→ **Prompt**: Present each line of the material below as an item in a numbered list, leaving out any blank lines.

→ **Source material**:

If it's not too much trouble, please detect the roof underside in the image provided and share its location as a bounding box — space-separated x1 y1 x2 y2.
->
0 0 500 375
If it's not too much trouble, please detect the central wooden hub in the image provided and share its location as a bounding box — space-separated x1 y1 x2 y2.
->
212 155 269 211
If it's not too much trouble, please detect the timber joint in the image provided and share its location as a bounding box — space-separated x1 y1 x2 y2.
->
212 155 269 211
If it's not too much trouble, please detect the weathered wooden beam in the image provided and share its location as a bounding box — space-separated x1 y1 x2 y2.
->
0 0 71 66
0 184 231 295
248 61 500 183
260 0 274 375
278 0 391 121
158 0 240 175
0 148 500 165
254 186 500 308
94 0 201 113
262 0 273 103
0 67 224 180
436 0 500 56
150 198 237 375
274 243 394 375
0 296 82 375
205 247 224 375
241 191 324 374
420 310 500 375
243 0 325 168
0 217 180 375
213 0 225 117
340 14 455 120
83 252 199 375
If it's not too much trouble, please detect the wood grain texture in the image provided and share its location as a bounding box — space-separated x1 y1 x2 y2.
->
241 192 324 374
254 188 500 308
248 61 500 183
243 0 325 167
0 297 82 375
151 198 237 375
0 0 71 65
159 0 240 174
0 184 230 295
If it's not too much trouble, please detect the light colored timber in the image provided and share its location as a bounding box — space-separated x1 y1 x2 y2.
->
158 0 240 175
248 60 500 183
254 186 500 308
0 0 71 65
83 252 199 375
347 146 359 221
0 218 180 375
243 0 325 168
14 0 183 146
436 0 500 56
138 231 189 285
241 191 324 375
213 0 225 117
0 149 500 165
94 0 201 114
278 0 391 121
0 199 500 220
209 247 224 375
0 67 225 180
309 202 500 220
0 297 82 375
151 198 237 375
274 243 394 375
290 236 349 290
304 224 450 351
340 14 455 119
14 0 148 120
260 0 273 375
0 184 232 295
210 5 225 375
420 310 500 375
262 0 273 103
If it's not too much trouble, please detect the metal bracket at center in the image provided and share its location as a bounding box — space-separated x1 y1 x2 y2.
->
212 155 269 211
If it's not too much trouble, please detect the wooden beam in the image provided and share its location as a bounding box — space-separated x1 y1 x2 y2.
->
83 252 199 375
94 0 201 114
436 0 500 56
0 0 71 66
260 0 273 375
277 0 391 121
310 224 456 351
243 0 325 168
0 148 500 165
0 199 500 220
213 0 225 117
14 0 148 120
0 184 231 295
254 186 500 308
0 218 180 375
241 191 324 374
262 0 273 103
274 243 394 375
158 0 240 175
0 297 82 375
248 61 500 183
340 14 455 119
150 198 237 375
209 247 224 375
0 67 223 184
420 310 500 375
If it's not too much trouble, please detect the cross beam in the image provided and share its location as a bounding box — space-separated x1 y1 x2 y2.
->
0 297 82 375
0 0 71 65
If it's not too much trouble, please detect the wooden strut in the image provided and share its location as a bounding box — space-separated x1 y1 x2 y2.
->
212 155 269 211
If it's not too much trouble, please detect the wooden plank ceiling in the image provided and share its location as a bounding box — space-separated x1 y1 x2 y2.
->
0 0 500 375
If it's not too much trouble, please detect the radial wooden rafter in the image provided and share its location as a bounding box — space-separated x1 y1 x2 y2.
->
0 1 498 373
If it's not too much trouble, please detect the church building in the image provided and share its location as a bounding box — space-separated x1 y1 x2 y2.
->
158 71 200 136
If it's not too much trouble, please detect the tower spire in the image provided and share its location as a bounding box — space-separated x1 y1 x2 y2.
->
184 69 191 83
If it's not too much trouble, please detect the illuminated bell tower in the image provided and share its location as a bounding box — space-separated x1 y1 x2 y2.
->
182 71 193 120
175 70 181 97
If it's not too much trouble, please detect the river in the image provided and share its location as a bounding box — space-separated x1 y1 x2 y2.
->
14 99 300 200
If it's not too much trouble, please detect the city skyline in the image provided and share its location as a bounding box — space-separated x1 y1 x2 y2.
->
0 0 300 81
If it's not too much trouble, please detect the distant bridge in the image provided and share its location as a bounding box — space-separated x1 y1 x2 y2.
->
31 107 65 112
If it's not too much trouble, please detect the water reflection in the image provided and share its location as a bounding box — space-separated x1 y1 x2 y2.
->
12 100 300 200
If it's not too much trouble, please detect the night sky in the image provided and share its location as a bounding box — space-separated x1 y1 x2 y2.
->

→ **Output below**:
1. If it's not too much trouble, please detect the roof underside in the image provided and share its location as a bounding box — space-separated x1 y1 x2 y2.
2. ->
3. 0 0 500 375
4. If it's not too much trouble, please detect the central wooden hub in the image provided and share its location as a bounding box — space-separated x1 y1 x2 y2.
5. ->
6. 212 155 269 211
7. If it's not too much trouble, please detect the timber joint in the image provided and share its location as a bounding box — space-separated x1 y1 x2 y2.
8. ->
9. 212 155 269 211
10. If it's not too much trouble, please detect the weathered wooden beam in the image provided and share its location as a bounding box — space-separated x1 y1 x2 y2.
11. ->
12. 0 0 71 66
13. 0 184 231 295
14. 248 61 500 183
15. 260 0 274 375
16. 278 0 391 121
17. 158 0 240 175
18. 0 148 500 165
19. 254 186 500 308
20. 94 0 201 113
21. 262 0 273 103
22. 0 67 224 180
23. 436 0 500 56
24. 150 198 237 375
25. 274 243 394 375
26. 0 296 82 375
27. 205 247 224 375
28. 241 191 324 374
29. 420 310 500 375
30. 243 0 325 168
31. 0 217 180 375
32. 213 0 225 117
33. 340 14 455 120
34. 83 252 199 375
35. If it's not too much trouble, please detect the wood grain texture in the image provided and share its location as a bounding box — space-separated x1 y1 x2 y2.
36. ->
37. 241 192 324 374
38. 254 188 500 308
39. 248 61 500 183
40. 243 0 325 167
41. 0 297 82 375
42. 151 198 237 375
43. 0 0 71 65
44. 159 0 240 174
45. 0 184 230 295
46. If it's not too much trouble, please detect the light colored timber in the image provided and share its location as a bounding box — space-separated x1 y1 x2 y2.
47. ->
48. 158 0 240 175
49. 248 60 500 183
50. 254 186 500 308
51. 0 0 71 65
52. 83 252 199 375
53. 347 146 359 221
54. 0 218 180 375
55. 243 0 325 168
56. 14 0 183 146
57. 436 0 500 56
58. 138 231 189 285
59. 241 191 324 375
60. 213 0 225 117
61. 0 149 500 165
62. 94 0 201 114
63. 278 0 391 121
64. 0 199 500 220
65. 209 247 224 375
66. 0 67 225 180
67. 309 202 500 220
68. 0 297 82 375
69. 151 198 237 375
70. 274 243 394 375
71. 290 236 349 290
72. 304 224 450 351
73. 340 14 455 119
74. 14 0 148 120
75. 260 0 273 375
76. 0 184 232 295
77. 210 5 225 375
78. 420 310 500 375
79. 262 0 273 103
80. If it's not too much trouble, please detect the metal bracket at center in the image provided and share its location as a bounding box — space-separated x1 y1 x2 y2.
81. ->
82. 212 155 269 211
83. If it's not too much trouble, please detect the wooden beam in the image provided and share its location as a bounding box — space-separated x1 y1 x2 y2.
84. ->
85. 83 252 199 375
86. 94 0 201 114
87. 436 0 500 56
88. 0 0 71 66
89. 260 0 273 375
90. 277 0 391 121
91. 310 224 456 351
92. 243 0 325 168
93. 0 148 500 165
94. 0 199 500 220
95. 213 0 225 117
96. 14 0 148 120
97. 0 184 231 295
98. 254 186 500 308
99. 0 218 180 375
100. 241 191 324 374
101. 262 0 273 103
102. 274 243 394 375
103. 158 0 240 175
104. 0 297 82 375
105. 248 61 500 183
106. 340 14 455 119
107. 150 198 237 375
108. 209 247 224 375
109. 0 67 223 184
110. 420 310 500 375
111. If it's not too much trouble, please detect the cross beam in the image provided and share its location as a bounding box — space-separated x1 y1 x2 y2.
112. ->
113. 0 297 82 375
114. 0 0 71 65
115. If it's not too much trouble, please detect the wooden strut in the image provided and share its location as a bounding box — space-separated x1 y1 x2 y2.
116. ->
117. 212 155 269 211
118. If it's not too much trouble, please detect the wooden plank ceiling in the image provided and share its location as a bounding box — space-separated x1 y1 x2 y2.
119. ->
120. 0 0 500 375
121. If it's not too much trouble, please detect the radial wooden rafter in the image provided and share its location as a bounding box — space-separated x1 y1 x2 y2.
122. ->
123. 0 1 498 373
124. If it's not too much trouble, please detect the church building in the image provided and share its location as a bounding box — space-separated x1 y1 x2 y2.
125. ->
126. 158 71 200 136
127. If it's not too much trouble, please detect the tower spire in the image provided and share its location as a bounding box — space-separated x1 y1 x2 y2.
128. ->
129. 184 69 191 83
130. If it's not too much trouble, please detect the illuminated bell tower in the image provided and share its location as a bounding box — space-separated x1 y1 x2 y2.
131. ->
132. 182 71 193 120
133. 175 70 181 97
134. If it's not too much trouble, please detect the river in the image provided and share its location as a bounding box — space-separated x1 y1 x2 y2.
135. ->
136. 14 99 300 200
137. If it's not too much trouble, please detect the city skyline in the image provided and share its location as a bounding box — space-separated x1 y1 x2 y2.
138. ->
139. 0 0 300 81
140. If it's not too much trouble, please detect the distant bridge in the image provided and share its location as a bounding box — space-separated x1 y1 x2 y2.
141. ->
142. 31 107 65 112
143. If it's not too much trouble, please detect the water reflection in the image provided and share its location as a bounding box — space-separated x1 y1 x2 y2.
144. ->
145. 12 100 300 200
146. If it's not too much trouble, please detect the night sky in the image provided and share its location as a bounding box — space-separated x1 y1 x2 y2.
147. ->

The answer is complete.